Collected data:
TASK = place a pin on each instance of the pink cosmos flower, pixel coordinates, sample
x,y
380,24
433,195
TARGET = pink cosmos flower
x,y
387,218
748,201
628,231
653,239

■ Work instruction
Each record must be transcribed exactly, with nothing left out.

■ Answer space
TASK = place a pin on each instance of the pink cosmos flower, pixel coordinates, sample
x,y
380,24
433,195
TARGET = pink cosmos flower
x,y
387,218
748,201
628,231
653,239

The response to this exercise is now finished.